> **DATA RECORDS**:

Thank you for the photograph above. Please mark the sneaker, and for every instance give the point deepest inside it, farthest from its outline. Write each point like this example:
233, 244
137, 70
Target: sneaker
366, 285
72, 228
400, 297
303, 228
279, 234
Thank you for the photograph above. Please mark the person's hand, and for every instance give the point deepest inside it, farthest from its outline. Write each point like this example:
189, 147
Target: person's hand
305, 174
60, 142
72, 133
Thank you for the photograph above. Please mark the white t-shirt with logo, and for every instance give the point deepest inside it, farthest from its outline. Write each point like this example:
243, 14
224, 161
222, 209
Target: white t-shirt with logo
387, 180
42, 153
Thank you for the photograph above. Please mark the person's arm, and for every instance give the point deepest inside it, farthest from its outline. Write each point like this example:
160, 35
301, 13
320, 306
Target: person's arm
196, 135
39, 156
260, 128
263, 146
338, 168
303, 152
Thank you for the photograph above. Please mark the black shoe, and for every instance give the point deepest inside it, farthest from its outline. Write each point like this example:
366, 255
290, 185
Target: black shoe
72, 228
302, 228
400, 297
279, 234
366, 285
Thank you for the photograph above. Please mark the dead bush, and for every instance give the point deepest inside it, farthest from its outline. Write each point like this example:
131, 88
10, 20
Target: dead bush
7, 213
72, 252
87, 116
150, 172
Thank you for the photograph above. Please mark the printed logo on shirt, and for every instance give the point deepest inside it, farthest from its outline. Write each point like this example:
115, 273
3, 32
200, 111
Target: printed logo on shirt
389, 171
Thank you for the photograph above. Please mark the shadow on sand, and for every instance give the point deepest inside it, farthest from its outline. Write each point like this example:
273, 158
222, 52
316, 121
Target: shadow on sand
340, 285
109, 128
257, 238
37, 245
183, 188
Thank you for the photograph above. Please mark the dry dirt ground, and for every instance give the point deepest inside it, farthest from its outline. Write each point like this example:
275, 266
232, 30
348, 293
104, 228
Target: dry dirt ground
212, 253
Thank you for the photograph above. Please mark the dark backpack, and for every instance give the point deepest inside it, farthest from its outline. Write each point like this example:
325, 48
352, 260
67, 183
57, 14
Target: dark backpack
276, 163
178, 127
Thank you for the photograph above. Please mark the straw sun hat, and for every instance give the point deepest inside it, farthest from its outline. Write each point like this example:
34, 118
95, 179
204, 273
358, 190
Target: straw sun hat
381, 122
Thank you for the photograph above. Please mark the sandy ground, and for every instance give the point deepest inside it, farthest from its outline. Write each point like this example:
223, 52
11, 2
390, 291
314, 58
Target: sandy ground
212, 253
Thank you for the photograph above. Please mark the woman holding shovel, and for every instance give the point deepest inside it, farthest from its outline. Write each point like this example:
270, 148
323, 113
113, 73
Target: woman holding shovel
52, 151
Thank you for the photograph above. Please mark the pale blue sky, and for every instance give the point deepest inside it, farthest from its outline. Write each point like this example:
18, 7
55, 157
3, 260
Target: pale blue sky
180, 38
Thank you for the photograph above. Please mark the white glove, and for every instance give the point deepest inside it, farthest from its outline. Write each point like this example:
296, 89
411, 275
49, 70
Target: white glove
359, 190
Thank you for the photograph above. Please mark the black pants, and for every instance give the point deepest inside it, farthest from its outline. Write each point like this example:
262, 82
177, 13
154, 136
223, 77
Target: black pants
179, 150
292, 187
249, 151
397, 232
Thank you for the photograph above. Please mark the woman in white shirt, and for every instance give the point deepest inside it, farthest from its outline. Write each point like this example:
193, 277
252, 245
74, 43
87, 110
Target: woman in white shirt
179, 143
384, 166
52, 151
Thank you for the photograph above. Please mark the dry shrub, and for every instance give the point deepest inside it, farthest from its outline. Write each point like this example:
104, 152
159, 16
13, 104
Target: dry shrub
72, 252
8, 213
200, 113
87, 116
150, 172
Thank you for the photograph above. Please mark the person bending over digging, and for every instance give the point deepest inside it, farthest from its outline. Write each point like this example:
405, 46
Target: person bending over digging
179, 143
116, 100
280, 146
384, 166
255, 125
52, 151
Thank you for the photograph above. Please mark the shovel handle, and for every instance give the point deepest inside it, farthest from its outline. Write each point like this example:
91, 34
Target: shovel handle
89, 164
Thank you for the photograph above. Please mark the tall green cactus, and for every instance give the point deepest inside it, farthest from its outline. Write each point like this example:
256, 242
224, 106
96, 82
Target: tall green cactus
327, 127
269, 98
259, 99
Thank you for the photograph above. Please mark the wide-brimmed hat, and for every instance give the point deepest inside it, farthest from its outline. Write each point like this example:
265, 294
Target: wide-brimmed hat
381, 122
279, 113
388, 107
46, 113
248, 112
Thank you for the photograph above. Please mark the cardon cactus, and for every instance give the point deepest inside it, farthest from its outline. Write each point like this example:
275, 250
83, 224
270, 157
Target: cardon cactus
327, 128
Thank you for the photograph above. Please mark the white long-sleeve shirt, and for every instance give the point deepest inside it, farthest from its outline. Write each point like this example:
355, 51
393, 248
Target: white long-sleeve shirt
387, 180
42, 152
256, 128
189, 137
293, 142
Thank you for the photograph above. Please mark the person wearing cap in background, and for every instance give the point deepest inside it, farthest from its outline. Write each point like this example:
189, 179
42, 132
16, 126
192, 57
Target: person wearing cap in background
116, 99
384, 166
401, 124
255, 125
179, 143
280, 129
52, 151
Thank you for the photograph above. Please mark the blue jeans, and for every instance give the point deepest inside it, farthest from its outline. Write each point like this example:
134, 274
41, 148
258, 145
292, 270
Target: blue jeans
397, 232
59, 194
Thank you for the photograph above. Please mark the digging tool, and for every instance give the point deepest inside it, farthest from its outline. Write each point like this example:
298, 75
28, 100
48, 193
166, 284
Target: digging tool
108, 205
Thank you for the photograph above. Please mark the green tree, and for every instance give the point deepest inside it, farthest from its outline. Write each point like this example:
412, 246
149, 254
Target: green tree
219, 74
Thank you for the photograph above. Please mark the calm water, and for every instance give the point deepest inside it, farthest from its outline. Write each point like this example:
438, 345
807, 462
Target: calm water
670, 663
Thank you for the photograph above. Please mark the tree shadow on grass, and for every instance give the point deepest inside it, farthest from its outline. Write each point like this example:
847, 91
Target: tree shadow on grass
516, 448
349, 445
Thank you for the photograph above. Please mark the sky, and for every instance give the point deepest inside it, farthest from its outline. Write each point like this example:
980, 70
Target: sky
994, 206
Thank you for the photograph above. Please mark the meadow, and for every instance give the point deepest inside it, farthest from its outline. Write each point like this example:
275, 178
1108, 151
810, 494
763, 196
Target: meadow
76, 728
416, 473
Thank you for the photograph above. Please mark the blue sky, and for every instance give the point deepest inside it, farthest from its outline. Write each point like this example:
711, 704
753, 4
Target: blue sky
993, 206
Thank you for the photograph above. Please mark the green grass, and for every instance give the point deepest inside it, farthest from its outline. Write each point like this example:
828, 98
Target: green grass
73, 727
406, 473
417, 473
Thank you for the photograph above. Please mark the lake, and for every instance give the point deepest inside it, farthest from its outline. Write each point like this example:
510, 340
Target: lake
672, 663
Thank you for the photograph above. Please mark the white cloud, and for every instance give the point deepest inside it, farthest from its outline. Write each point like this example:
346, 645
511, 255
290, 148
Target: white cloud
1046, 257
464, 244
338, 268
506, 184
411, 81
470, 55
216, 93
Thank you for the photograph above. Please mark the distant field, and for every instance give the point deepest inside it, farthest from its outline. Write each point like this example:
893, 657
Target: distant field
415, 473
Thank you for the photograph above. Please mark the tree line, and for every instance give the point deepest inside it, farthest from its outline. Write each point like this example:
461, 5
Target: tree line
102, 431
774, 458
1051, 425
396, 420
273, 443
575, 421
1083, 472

> **INSTRUCTIONS FOR THE TASK**: Reply with every line of the material above, unaltered.

> **ANSWER SECTION**:
Thank you for the photograph above. Please mark the sneaker, and for every instance give the point deepest inside it, farthest from its outline. Write each point like this example:
233, 244
137, 70
Target: sneaker
366, 285
72, 228
400, 297
303, 228
279, 234
Thank you for the photograph above. Please mark the person's hand, and for every instance give the point deepest inside it, farthest from its outline. Write each point like this example:
189, 147
Target: person's hand
305, 174
60, 142
72, 133
Thank you for the photograph above. Please mark the white t-shirt with logo, and for every instance give the point deepest inside it, farthest from its outline. Write each point like this example:
243, 14
224, 161
222, 209
Target: white t-shirt with logo
387, 180
42, 153
Thank you for the photograph above. Please mark the person's arm, and for every instance give the point deepest inside it, farthest from its outline. Write each point like this example:
160, 35
301, 13
320, 306
Target: person's arm
196, 135
39, 156
260, 128
263, 146
338, 168
303, 152
Thank you for the photograph above. Please mark the black shoe, and for every instance give the point deepest inside it, farthest from its outline. Write each point like this example:
366, 255
290, 185
Target: black shoe
72, 228
302, 228
400, 297
279, 234
366, 285
Thank you for the photograph above. Please mark the dead bush, and for every instance give the point deepest inside it, farthest from its outline. Write each point like this example:
131, 88
10, 20
Target: dead bush
7, 213
72, 252
87, 116
150, 172
Thank you for the photograph above. Please mark the printed logo on shirt, and for every instance give the point deepest inside it, farthest from its outline. Write each point like this example:
115, 273
3, 32
200, 111
Target: printed logo on shirt
389, 171
Thank you for the photograph above. Please mark the shadow on sand, and for every instance give the point deepest inside it, farthest from its outline. Write each point like this example:
273, 158
222, 52
316, 121
Target: shadow on sand
340, 285
109, 128
257, 238
37, 245
183, 188
Thank you for the photograph above. Please mark the dry dirt ground, and for every instance give the point deepest inside it, farthest from its outline. Write each point like this example:
275, 266
232, 30
348, 293
104, 228
Target: dry dirt ground
212, 253
Thank you for the photograph above. Please mark the dark backpack, and for every instance give the point deepest inside it, farthest from its outline. Write each point like this example:
325, 48
352, 260
67, 183
57, 14
Target: dark backpack
276, 163
178, 127
Thank you for the photograph above. Please mark the straw sun hat, and for every instance give the point deepest inside it, farthest from its outline. Write each point like this example:
34, 118
95, 179
204, 273
358, 190
Target: straw sun hat
381, 122
Thank you for the photograph above. Please mark the sandy ground, and for every instance give the point deepest inside it, farthest from its outline. Write each point like this example:
223, 52
11, 2
390, 291
314, 58
Target: sandy ground
212, 253
Thank you for the photograph above. Please mark the woman holding shovel, and for every instance give the point deepest inside it, farthest from its outline. Write each point like this example:
270, 148
323, 113
113, 73
Target: woman holding shovel
52, 151
Thank you for the photograph above. Please mark the pale blue sky, and for every instance give the point deepest inside it, farthest from its outline. Write each point like this example:
18, 7
55, 157
3, 260
Target: pale blue sky
180, 38
Thank you for the photograph above. Please mark the white glove, and for every instance give the point deepest inside it, farthest from its outline. Write each point like this example:
296, 89
411, 275
49, 70
Target: white glove
359, 190
Thank you for the photograph above. Please mark the black pants, and for every instance give the point deepest inside it, farthest from its outline. Write each point like this example:
262, 82
177, 13
154, 136
223, 77
Target: black pants
179, 150
292, 187
249, 151
397, 232
Thank you for the photograph above. Please mark the woman in white shirt, and for every instance give the point deepest inside it, farthest from its outline. Write each point like this example:
193, 277
252, 245
74, 43
87, 110
Target: woman in white shirt
179, 143
384, 166
52, 151
Thank you for the photograph above. Please mark the dry shrub, and for every instance give the point deepest inside it, farthest from its outline. Write each point like this example:
104, 152
159, 16
13, 104
Target: dry shrub
72, 252
8, 213
200, 113
87, 116
150, 172
Thank you for the photograph above. Please mark the person bending over digging, and for every instance give the point deepest inside it, farthest from its outline. Write each point like this example:
405, 46
Target: person bending over digging
179, 143
116, 100
280, 146
384, 166
255, 125
52, 151
Thank you for the photograph above. Please mark the shovel handle, and for every instance give the point deepest inside it, farthest from its outline. Write each point like this example:
91, 34
Target: shovel handle
89, 164
Thank you for the photograph above. Please mark the tall green cactus, and for every instance give the point deepest inside it, farthest from its outline. Write each point like this example:
256, 242
224, 106
96, 82
Target: tall green cactus
327, 127
269, 98
259, 99
Thank you for the photograph above. Please mark the wide-brimmed hat, and for every instance give the point deepest inside it, farthest from its outline. Write each point like this example:
265, 294
Target: wide-brimmed hat
381, 122
279, 113
388, 107
46, 113
248, 112
Thank you for the photograph above. Please mark the cardon cactus, and for every instance give the point deepest inside it, farthest from its outline. Write each point like this example:
275, 250
83, 224
270, 157
Target: cardon cactus
327, 128
Thank you for the photograph above. Please mark the white long-sleeve shirt, and for every instance give the point deepest inside it, farthest from its outline. Write each point like this example:
355, 51
393, 248
Target: white long-sleeve shirt
387, 180
42, 152
256, 128
189, 137
293, 142
Thank you for the photograph above. Please mark the person wearing cap in background, and for every instance give the point deepest inside it, farthest from its outline. Write each point like this example:
189, 179
42, 132
16, 126
192, 57
Target: person wearing cap in background
116, 99
384, 166
401, 124
255, 125
179, 143
280, 129
52, 151
Thank you for the photograph above. Please mark the blue jeans, and for every instance give the point deepest inside it, farthest from its outline. Write each point like this example:
134, 274
41, 148
258, 145
292, 270
Target: blue jeans
397, 232
59, 194
Thank you for the photograph above. Please mark the digging tool, and for every instance give the point deepest inside it, farthest from its outline. Write each point like this example:
298, 75
28, 100
48, 193
166, 284
Target: digging tool
108, 205
Thank you for the photograph above. Please mark the green tree, and for every instance give the point deepest inside it, farthest from its outline. Write each point like this example:
412, 246
149, 254
Target: green tree
219, 74
Thank you for the photograph above. Please mark the calm water, and for every instance give the point deepest inside it, farthest from its outline. Write each point like this example:
438, 345
807, 462
Target: calm water
670, 663
Thank you for the photograph above. Please mark the tree shadow on grass, and for every instance give the point deepest inside it, farthest from its outline. Write each point like this example:
847, 91
Target: tree shadow on grass
516, 448
349, 445
Thank you for the photograph above. Please mark the sky, and for every instance give the point deepest inside it, farthest from its outline. Write each point like this example:
980, 70
Target: sky
994, 206
Thank you for the photograph above. Please mark the meadow, and for every instance give the point deepest inside it, farthest from its outline. Write each point like this example:
275, 178
1108, 151
810, 494
763, 196
Target: meadow
76, 728
416, 473
Thank you for the photograph above. Please mark the blue sky, and for every instance give the point deepest inside it, farthest from its outline. Write each point like this example:
711, 704
753, 4
Target: blue sky
993, 206
Thank you for the photograph above. Please mark the green grass, and for every instance give the point deepest inside it, farthest from its outline. Write each point like this example:
828, 98
Target: green grass
73, 727
406, 473
417, 473
Thank you for the photograph above. Please mark the lake, and for every instance give the point deepest inside it, farthest from its outline. Write each point like this example:
510, 340
Target: lake
672, 663
Thank you for the photograph above. Please mark the white cloud, and for every instance give the point deepest inside it, farthest from its outline. Write each point like this example:
346, 645
511, 255
290, 148
Target: white cloud
1046, 257
464, 244
338, 268
506, 184
411, 81
470, 55
216, 93
Thank you for the photograph above. Please mark the distant field, and for every instance give the point deepest inside it, farthest from its outline. Write each point like this example:
893, 657
Target: distant field
415, 473
Thank you for the photograph above. Please mark the tree line, and for every instance give the point deepest inside it, farthest from its outline. Write each point like this example:
461, 5
Target: tree line
102, 431
774, 458
1051, 425
396, 420
273, 443
575, 421
1083, 472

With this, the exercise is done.